* [Material for this task]:
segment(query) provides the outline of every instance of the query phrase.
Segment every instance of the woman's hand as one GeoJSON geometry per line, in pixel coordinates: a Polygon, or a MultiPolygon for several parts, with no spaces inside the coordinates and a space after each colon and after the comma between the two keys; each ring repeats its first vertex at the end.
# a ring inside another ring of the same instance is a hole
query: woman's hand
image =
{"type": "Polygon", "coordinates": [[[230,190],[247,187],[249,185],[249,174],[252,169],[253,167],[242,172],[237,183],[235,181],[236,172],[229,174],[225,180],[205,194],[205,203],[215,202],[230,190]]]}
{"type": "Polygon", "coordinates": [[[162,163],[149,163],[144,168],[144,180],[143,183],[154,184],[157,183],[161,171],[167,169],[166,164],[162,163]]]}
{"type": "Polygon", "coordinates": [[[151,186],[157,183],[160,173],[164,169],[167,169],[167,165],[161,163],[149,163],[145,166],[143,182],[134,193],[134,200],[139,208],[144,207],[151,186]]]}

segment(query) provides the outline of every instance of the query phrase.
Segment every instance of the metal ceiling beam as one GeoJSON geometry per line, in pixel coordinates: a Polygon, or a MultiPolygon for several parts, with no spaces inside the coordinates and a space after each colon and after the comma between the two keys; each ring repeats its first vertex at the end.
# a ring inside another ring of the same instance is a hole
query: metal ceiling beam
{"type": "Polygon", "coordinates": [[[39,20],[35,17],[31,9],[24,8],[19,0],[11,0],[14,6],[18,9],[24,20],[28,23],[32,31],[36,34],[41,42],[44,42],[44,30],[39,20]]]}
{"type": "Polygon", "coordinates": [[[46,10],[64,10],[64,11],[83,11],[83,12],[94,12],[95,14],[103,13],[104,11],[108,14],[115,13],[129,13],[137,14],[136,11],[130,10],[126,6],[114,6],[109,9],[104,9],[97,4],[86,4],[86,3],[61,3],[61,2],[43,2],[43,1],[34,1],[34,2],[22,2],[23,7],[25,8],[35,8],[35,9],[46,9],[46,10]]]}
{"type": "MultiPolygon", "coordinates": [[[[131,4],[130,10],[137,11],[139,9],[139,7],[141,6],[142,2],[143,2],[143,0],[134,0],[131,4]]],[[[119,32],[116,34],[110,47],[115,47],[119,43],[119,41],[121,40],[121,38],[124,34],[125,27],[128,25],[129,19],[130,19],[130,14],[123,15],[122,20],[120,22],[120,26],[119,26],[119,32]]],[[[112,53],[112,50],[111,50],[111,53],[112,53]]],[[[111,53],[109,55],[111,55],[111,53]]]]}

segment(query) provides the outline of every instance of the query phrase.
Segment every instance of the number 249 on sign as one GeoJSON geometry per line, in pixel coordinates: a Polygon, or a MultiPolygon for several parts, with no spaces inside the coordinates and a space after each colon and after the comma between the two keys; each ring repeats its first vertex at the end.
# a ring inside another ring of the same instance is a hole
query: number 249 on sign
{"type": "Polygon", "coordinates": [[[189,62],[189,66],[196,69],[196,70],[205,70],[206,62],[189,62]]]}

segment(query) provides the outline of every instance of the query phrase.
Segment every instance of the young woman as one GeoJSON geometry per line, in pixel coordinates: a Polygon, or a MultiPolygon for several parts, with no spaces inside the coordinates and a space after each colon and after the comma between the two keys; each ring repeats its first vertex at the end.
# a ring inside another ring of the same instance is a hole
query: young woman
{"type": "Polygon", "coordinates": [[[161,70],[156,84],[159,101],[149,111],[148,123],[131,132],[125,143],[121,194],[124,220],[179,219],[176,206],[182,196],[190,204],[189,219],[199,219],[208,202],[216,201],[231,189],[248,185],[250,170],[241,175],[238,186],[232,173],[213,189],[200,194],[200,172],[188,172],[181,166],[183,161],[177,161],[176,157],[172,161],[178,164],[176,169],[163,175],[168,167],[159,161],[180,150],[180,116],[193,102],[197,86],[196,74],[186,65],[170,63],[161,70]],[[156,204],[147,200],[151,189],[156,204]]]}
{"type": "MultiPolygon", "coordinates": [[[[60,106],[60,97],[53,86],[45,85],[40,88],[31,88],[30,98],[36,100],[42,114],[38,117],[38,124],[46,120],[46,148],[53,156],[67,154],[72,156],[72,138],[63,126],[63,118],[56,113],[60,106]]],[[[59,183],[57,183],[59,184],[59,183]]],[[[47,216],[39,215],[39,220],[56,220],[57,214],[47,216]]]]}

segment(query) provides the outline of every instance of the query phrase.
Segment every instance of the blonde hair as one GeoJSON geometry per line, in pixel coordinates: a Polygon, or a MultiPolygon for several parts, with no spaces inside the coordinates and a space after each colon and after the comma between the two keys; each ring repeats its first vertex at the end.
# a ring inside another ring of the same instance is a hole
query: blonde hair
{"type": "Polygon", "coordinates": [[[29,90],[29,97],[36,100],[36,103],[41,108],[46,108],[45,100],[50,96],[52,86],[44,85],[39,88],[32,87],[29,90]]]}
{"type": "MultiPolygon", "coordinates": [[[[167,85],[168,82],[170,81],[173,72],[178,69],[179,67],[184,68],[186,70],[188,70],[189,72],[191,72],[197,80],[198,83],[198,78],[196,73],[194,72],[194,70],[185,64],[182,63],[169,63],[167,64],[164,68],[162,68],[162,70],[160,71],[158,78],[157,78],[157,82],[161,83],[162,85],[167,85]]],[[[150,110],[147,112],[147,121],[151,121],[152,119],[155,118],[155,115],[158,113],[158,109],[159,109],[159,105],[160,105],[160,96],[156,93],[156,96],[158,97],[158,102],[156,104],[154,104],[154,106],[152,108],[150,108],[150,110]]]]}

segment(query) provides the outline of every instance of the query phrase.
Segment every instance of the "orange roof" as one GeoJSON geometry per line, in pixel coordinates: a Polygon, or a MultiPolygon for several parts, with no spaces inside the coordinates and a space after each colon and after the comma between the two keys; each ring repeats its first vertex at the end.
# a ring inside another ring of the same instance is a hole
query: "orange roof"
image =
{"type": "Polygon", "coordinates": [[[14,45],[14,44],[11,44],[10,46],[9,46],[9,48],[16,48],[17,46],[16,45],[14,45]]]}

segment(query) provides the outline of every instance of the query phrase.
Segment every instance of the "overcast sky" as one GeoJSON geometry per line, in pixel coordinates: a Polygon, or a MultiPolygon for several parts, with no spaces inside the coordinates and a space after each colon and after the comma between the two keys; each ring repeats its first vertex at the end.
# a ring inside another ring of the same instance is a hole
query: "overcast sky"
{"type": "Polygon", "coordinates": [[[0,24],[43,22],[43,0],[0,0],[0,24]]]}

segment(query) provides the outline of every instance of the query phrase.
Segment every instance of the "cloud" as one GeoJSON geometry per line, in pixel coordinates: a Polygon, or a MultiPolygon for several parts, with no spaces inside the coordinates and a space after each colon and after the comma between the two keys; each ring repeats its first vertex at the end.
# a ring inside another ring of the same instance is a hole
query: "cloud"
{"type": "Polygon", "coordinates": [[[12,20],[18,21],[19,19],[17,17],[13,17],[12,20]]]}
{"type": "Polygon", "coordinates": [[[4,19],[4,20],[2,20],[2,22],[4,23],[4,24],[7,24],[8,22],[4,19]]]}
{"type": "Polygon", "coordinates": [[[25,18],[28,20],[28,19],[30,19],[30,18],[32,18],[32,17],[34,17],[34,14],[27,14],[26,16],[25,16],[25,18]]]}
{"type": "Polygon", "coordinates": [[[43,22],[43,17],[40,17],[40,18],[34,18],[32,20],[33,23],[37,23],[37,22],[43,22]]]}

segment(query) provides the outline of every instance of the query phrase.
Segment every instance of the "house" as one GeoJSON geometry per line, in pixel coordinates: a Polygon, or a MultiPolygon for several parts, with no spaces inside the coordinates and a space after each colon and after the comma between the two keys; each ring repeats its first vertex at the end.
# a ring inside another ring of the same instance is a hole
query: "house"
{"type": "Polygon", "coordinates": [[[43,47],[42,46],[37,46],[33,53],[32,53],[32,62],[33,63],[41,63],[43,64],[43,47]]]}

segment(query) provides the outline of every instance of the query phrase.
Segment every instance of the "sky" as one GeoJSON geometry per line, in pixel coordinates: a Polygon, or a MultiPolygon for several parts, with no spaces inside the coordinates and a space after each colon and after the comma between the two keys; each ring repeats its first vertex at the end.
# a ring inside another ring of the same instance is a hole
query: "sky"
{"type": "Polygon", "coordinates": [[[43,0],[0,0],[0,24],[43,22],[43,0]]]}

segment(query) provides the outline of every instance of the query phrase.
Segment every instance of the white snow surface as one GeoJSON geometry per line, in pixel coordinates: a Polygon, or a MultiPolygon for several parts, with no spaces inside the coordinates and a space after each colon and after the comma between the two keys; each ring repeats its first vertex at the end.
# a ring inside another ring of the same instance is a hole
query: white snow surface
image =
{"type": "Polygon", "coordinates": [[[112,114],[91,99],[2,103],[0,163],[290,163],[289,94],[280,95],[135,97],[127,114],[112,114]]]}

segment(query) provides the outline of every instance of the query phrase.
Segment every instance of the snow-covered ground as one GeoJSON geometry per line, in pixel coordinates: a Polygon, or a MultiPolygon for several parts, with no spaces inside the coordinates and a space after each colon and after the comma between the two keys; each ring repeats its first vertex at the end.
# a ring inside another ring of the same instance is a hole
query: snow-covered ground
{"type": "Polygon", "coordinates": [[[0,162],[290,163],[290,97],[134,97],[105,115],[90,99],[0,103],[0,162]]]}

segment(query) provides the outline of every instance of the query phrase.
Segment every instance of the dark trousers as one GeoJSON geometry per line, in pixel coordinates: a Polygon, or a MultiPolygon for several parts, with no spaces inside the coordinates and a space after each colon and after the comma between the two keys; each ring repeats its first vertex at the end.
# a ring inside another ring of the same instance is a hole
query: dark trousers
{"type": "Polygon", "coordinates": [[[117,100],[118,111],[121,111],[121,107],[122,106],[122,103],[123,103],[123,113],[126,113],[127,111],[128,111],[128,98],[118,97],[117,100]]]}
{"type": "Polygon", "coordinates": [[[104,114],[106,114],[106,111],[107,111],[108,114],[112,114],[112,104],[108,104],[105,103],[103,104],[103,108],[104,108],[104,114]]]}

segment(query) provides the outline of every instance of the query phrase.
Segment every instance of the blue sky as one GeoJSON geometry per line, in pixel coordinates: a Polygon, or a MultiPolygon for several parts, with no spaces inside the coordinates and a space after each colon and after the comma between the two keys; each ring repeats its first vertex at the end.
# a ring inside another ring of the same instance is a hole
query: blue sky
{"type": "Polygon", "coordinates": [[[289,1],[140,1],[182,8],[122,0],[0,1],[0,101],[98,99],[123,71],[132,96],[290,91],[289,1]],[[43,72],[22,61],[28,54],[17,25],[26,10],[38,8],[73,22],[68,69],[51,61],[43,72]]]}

* [What to do]: Pull out every line of the data above that contains the string "woman", matching case exactly.

* [Solution for this task]:
Segment every instance of the woman's hand as one GeoJSON geometry per line, in pixel coordinates: a Polygon, or a MultiPolygon for several parts, with no spaces inside the coordinates and a space after each colon and after the comma between the two keys; each ring repeats its first vertex at the end.
query: woman's hand
Segment every instance of the young woman as one GeoJSON geometry per line, in pixel coordinates: a Polygon, or a MultiPolygon for several parts, with no spaces inside the coordinates and a space after each colon and after the comma between the two keys; each ring repeats its first vertex at the end.
query: young woman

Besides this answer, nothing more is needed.